[[ GIVEN PASSAGE, beginning ]]

As aging Americans increasingly grapple with dementia, churches have a growing opportunity to minister to exhausted caregivers and to comfort the forgetful
Earlier this month, a scandal broke out over pricey furniture at the Department of Housing and Urban Development (HUD). Ben Carson, a former neurosurgeon and presidential candidate, leads the government agency.
The question: How did a dining room set worth $31,000 end up in Carson’s office? It sounded like another government boondoggle, but Carson said he didn’t know about the expensive purchase and would seek to return it. Emails show he and his wife were involved in selecting furniture on some level. Congressional inquiries are underway, and the White House is looking into it.
It’s caused a stir, and money shouldn’t be mismanaged, but I think there’s a much more interesting question at the housing agency than who bought fancy chairs: In trying to run HUD, is Carson a house divided against himself?
When I started following Carson on the campaign trail in 2015, I grew accustomed to hearing familiar stories at campaign stops. The stories usually included his hard-working single mother who insisted Carson work hard too, despite the family facing the challenges of poverty. He talked about personal industry and the power of mentorship.
Carson was running for the highest office in the land, and he was offering policy proposals, but he always seemed keenly interested in talking about private solutions to public problems.
His privately run nonprofit, the Carson Scholars Fund, establishes reading rooms in elementary schools, and gives modest scholarships to hardworking students. The group takes in about $7 million a year. HUD, though, is tasked with solving poverty-related problems on a national scale, and has an annual budget of $36 billion.
It’s a big jump.
Some have wondered if Carson has the skills to run the agency, or whether his professional talents might have meshed better in areas related to healthcare. They also note that Carson has said running HUD involves addressing problems more complex than brain surgery.

[[ GIVEN PASSAGE, end ]]

**ASSIGNMENT:** List every dollar amount that appears in the passage on Ben Carson and HUD. The lines after the passage on Ben Carson and HUD have no connection to it.

[[ RECORDS PROVIDED, beginning ]]

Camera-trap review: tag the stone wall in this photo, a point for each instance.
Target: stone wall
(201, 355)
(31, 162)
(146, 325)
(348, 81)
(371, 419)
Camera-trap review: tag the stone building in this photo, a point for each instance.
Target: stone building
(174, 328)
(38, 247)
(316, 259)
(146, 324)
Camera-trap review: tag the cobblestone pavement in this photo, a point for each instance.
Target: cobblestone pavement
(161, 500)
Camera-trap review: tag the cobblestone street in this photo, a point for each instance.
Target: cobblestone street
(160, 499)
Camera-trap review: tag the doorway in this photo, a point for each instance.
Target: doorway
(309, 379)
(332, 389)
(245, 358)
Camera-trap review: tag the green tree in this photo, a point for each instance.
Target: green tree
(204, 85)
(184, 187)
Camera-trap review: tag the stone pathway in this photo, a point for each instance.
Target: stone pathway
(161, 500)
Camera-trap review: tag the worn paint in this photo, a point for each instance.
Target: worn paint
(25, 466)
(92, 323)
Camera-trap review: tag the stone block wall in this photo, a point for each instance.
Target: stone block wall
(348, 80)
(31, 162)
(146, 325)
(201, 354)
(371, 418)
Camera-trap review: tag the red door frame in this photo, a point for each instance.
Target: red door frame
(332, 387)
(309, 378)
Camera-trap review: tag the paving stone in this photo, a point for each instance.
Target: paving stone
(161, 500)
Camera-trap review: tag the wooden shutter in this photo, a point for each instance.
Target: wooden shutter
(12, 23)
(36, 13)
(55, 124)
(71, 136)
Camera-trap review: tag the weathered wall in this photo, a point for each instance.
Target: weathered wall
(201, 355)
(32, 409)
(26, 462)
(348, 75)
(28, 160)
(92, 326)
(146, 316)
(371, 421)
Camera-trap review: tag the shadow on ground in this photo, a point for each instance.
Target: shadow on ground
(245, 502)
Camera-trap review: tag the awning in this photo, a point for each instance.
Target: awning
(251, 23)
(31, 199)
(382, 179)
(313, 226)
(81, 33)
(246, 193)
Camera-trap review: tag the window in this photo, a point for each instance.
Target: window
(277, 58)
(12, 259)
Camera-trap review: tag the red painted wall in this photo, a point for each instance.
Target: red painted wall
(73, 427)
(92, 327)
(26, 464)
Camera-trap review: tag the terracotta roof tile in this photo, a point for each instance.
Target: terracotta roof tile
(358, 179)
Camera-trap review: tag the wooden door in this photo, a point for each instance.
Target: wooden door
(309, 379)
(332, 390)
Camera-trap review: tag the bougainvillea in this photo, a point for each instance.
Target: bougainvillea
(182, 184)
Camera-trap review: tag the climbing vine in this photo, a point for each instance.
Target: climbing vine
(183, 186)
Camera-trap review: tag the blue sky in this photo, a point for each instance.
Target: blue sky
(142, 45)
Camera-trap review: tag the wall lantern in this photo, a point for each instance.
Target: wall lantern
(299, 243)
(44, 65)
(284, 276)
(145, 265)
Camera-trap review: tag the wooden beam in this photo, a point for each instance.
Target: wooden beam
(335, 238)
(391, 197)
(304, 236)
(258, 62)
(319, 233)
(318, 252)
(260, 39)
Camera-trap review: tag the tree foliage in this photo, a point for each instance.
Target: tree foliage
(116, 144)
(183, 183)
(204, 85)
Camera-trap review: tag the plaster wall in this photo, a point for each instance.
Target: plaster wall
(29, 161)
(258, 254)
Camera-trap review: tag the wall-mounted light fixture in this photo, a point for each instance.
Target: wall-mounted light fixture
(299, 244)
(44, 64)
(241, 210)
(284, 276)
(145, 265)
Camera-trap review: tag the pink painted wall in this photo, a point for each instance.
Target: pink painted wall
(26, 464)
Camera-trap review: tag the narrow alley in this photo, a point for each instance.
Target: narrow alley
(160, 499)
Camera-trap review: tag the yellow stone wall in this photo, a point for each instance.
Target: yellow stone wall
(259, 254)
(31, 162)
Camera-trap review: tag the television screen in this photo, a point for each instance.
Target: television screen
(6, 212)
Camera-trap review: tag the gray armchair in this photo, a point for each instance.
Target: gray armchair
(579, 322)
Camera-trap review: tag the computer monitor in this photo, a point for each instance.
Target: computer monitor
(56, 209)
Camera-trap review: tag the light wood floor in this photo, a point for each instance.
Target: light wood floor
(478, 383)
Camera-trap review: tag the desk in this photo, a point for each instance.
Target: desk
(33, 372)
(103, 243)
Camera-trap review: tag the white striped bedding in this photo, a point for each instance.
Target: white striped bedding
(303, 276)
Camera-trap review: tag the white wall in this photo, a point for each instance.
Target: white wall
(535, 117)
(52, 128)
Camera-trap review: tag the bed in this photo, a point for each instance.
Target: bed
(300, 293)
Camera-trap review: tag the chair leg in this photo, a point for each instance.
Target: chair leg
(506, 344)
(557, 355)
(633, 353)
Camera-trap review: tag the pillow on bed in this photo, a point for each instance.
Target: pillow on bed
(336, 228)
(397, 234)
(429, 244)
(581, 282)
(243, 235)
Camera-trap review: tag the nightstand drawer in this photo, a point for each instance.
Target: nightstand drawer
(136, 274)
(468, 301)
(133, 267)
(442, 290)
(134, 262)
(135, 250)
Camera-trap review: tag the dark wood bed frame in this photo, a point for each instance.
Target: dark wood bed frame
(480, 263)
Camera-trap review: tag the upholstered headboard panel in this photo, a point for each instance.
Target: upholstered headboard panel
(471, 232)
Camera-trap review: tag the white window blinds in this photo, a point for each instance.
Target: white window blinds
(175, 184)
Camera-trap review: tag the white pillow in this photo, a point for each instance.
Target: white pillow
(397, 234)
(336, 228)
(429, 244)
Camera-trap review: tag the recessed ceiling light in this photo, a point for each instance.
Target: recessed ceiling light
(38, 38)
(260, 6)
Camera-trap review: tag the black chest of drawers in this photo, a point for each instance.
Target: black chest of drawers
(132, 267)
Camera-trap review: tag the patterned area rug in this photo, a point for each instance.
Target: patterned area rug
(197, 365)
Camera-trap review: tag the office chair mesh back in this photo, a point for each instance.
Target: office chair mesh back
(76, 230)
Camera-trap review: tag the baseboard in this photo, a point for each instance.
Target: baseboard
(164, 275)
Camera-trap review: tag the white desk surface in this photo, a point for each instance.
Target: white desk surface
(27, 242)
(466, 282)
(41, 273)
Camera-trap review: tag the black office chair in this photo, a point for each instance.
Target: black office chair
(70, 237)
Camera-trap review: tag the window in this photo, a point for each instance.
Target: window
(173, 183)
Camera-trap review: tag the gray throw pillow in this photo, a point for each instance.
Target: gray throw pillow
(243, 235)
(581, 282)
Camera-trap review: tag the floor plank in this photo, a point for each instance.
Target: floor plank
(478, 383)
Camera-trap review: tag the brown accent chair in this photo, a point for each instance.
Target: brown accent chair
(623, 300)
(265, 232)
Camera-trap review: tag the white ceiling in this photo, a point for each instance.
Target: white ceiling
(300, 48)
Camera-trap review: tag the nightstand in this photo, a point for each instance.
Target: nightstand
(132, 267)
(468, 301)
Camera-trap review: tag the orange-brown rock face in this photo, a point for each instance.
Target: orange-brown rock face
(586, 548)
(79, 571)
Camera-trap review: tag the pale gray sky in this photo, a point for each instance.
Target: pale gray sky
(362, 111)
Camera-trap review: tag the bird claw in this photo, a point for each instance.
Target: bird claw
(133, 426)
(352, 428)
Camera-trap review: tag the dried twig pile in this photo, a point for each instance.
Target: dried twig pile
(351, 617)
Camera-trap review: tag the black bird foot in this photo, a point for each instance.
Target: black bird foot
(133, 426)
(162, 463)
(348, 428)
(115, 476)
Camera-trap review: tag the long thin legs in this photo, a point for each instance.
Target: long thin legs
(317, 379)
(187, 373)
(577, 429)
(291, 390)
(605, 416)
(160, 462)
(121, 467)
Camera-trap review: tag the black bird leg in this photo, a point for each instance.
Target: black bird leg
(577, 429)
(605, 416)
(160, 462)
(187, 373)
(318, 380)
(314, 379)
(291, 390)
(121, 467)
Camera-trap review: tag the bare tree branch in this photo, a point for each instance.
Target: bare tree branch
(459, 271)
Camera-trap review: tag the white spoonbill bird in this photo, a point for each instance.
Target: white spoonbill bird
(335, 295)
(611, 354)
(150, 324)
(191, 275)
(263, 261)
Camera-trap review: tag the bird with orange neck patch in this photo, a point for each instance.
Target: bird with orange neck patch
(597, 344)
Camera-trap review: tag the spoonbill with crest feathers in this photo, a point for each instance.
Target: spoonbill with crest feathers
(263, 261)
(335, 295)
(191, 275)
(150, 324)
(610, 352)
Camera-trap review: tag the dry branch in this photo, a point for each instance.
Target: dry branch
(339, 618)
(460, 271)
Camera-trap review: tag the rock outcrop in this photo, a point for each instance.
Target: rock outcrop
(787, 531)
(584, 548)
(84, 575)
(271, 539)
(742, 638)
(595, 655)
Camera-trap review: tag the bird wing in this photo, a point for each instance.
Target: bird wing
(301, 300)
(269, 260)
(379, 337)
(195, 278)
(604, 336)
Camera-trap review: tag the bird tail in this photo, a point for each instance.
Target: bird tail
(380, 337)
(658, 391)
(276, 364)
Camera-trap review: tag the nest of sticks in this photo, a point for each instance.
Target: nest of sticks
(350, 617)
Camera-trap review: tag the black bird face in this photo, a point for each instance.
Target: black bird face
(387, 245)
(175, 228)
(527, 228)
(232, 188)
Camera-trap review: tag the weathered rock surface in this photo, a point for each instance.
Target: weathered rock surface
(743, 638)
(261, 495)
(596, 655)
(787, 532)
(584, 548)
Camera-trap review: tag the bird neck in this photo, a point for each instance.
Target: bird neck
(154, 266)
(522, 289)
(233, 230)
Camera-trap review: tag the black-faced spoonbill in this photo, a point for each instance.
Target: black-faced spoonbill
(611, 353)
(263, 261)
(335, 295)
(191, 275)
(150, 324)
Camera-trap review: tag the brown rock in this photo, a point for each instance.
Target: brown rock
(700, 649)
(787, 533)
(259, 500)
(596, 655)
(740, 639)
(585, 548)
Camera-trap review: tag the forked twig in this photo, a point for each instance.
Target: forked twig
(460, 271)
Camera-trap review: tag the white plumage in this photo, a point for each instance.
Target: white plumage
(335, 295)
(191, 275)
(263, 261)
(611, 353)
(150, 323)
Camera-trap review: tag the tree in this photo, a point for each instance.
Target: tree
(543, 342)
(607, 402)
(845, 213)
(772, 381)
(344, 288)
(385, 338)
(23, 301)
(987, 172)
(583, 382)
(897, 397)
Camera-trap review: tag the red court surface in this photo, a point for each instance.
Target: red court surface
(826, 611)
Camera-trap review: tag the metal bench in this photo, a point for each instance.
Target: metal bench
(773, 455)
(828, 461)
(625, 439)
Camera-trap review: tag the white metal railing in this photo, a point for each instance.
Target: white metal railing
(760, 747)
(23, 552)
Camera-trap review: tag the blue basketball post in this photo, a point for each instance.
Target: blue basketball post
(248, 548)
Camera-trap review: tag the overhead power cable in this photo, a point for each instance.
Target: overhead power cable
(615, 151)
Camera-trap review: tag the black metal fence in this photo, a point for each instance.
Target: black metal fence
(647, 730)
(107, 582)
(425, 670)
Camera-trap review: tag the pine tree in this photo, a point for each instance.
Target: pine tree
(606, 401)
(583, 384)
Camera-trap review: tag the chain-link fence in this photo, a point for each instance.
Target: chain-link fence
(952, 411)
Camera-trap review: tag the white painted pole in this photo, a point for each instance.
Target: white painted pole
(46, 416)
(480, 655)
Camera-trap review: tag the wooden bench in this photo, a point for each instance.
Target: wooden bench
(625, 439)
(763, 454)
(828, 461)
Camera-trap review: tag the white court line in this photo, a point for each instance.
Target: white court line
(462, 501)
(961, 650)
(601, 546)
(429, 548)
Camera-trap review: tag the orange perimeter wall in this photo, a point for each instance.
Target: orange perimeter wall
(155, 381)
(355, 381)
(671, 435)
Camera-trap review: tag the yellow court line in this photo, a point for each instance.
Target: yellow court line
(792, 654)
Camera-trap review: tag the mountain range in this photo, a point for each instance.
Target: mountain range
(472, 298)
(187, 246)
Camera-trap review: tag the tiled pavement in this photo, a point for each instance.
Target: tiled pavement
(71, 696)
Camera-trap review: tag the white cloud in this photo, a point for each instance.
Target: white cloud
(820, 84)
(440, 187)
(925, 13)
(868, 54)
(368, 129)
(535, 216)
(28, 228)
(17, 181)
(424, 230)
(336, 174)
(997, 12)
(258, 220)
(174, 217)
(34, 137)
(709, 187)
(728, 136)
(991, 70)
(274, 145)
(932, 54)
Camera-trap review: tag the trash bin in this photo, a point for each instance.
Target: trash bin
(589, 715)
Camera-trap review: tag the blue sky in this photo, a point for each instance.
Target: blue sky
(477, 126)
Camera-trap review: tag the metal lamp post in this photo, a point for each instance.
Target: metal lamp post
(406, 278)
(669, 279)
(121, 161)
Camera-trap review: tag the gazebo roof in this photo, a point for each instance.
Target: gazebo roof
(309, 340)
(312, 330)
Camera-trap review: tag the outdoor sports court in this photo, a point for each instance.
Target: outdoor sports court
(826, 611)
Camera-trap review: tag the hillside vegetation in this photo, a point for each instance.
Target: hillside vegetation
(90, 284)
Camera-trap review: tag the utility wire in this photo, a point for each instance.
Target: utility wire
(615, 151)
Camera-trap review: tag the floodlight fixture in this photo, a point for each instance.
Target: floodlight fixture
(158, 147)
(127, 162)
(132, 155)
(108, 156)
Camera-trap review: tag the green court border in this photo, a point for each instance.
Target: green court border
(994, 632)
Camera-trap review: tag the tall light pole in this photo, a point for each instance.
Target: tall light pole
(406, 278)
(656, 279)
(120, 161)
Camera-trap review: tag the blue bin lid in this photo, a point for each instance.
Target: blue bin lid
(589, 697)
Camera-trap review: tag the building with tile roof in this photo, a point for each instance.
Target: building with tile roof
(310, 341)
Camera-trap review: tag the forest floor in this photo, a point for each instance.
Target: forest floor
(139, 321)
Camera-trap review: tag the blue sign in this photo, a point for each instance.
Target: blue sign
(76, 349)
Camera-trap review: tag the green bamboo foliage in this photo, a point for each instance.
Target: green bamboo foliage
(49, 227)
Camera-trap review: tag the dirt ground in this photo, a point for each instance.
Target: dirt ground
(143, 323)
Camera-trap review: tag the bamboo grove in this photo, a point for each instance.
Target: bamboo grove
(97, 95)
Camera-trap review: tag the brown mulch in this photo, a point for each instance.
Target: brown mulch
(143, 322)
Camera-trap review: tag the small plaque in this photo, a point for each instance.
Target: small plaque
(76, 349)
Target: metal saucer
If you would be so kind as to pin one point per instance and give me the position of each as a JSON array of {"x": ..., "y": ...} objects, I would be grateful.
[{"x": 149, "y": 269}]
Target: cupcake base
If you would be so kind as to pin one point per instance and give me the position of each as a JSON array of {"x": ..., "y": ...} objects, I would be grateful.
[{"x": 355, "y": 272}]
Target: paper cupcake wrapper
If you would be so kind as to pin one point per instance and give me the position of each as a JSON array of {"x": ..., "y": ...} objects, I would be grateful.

[[ RECORDS PROVIDED, end ]]

**TASK ANSWER:** $31,000; $7 million; $36 billion